Tekst źródłowy
Piątek, 26 kwietnia 202426/04/2024
690 680 960
690 680 960

Rzucił się na 26-latkę, zadał jej kilkadziesiąt ciosów nożem. Twierdził, że kobieta chciała go oszukać

Mołdawianin Ion B. przyjechał do Polski za pracą. Od początku dał się jednak poznać jako osoba konfliktowa. Po kilku tygodniach brutalnie zamordował swoją koordynatorkę.

Prokuratura Rejonowa w Puławach zakończyła śledztwo w sprawie brutalnego zabójstwa 26-letniej obywatelki Ukrainy. Maia V. zginęła w połowie lipca ub. roku w bloku przy ul. 6 Sierpnia w Puławach. Kobieta była tzw. koordynatorką zatrudnionych cudzoziemców. Jej zadaniem była opieka nad nimi, rozwiązywanie ewentualnych problemów, czy prowadzenie niektórych czynności administracyjnych związanych z obsługą zatrudnienia. Pracowała razem z nimi również w jednym z zakładów przetwórstwa owoców w sąsiedniej gminie Wąwolnica.

Zadania do zrobienia
(1) Wypisz z tekstu źródłowego fragment od słów „Rzucił się na” do słów „zamordował swoją koordynatorkę.” włącznie.
(2) Wymień wszystkie wiersze, w których występuje słowo „panel”, i przepisz je w całości.
Tekst źródłowy i wiersze pochodzą z różnych źródeł.

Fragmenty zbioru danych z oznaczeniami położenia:
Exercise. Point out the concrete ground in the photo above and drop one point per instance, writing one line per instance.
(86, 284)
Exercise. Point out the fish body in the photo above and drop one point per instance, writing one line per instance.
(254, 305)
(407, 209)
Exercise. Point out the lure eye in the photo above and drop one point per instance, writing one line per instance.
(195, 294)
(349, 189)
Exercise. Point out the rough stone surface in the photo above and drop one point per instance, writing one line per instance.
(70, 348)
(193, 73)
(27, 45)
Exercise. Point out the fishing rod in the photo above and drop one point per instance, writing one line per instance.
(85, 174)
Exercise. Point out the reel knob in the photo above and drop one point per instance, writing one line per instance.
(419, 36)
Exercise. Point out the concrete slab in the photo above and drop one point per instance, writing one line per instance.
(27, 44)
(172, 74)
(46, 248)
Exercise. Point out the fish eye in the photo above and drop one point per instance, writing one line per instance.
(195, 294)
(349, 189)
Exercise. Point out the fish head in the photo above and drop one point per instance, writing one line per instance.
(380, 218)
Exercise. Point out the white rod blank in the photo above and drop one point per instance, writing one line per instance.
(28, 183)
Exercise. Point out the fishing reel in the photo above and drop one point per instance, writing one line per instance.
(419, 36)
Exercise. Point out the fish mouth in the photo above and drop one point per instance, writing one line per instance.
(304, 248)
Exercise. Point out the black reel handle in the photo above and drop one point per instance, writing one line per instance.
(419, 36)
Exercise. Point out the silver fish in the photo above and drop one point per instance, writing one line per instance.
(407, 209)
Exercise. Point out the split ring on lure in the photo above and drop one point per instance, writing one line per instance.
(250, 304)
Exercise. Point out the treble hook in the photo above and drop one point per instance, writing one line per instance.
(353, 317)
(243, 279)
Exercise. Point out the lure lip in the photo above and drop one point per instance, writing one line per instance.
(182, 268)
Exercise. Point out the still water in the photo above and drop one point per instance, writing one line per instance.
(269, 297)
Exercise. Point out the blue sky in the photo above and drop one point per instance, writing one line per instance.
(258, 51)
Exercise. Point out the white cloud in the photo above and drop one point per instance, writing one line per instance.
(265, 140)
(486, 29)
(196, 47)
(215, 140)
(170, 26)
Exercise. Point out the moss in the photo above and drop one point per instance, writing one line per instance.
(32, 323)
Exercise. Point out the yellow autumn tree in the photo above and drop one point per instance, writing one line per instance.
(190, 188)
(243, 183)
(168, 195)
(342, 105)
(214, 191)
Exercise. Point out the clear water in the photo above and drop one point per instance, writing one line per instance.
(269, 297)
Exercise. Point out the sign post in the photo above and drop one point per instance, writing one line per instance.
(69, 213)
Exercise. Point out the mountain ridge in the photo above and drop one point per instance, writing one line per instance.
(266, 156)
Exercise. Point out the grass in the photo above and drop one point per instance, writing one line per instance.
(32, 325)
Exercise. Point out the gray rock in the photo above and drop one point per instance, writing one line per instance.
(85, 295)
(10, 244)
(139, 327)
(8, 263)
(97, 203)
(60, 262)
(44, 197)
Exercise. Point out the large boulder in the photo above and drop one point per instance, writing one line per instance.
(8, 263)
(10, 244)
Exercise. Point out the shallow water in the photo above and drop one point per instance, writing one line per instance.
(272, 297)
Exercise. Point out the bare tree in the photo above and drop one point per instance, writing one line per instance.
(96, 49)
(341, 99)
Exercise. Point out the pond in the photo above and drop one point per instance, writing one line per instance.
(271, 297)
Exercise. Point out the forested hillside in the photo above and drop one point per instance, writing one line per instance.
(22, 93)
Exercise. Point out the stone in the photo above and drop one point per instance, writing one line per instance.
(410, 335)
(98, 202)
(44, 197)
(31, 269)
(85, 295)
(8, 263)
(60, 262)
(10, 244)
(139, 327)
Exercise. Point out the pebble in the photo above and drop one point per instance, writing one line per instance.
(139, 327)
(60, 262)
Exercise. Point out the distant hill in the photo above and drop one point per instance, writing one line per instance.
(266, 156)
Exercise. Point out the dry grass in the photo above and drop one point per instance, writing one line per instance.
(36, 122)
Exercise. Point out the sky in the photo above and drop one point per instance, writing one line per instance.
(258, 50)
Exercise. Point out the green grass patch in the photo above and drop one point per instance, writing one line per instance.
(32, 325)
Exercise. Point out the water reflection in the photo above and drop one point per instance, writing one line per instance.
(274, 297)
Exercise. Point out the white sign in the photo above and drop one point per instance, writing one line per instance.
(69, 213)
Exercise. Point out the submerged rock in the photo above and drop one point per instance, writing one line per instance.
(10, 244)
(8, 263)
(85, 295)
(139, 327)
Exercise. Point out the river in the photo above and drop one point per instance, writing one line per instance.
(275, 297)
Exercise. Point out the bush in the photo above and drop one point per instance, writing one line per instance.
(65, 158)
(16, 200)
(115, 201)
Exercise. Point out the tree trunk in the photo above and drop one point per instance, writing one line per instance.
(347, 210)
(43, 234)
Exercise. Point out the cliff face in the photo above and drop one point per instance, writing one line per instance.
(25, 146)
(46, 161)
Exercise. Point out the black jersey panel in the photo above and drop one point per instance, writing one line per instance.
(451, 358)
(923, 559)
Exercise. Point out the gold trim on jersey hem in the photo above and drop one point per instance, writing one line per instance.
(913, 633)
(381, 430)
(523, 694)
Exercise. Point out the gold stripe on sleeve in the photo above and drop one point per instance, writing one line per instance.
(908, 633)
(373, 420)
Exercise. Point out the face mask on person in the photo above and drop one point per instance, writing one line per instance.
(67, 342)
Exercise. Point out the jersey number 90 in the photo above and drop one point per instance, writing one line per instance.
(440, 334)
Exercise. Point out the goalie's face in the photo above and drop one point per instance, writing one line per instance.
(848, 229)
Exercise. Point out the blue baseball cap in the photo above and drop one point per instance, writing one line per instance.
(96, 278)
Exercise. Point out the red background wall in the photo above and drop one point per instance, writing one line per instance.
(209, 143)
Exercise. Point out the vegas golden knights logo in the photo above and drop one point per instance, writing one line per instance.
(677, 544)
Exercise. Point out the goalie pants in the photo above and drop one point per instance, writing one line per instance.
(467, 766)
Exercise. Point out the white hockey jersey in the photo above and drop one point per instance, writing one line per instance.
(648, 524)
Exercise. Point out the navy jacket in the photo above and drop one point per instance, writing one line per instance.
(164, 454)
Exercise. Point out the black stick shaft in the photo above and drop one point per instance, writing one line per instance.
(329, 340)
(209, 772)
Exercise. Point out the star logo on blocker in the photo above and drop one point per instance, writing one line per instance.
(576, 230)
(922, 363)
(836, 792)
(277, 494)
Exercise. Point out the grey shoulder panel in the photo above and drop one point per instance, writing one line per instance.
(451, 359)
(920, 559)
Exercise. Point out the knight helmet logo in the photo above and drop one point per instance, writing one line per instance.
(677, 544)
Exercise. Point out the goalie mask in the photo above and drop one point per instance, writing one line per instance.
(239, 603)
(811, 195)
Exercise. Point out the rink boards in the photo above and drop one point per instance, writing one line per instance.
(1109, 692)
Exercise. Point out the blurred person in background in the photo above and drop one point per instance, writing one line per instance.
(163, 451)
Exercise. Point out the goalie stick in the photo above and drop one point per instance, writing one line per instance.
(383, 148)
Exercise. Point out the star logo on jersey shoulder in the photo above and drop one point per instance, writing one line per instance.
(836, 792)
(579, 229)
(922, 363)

Rozwiązane zadania
(1)
Rzucił się na 26-latkę, zadał jej kilkadziesiąt ciosów nożem. Twierdził, że kobieta chciała go oszukać

Mołdawianin Ion B. przyjechał do Polski za pracą. Od początku dał się jednak poznać jako osoba konfliktowa. Po kilku tygodniach brutalnie zamordował swoją koordynatorkę.

(2)
Exercise. Point out the black jersey panel in the photo above and drop one point per instance, writing one line per instance.
Exercise. Point out the grey shoulder panel in the photo above and drop one point per instance, writing one line per instance.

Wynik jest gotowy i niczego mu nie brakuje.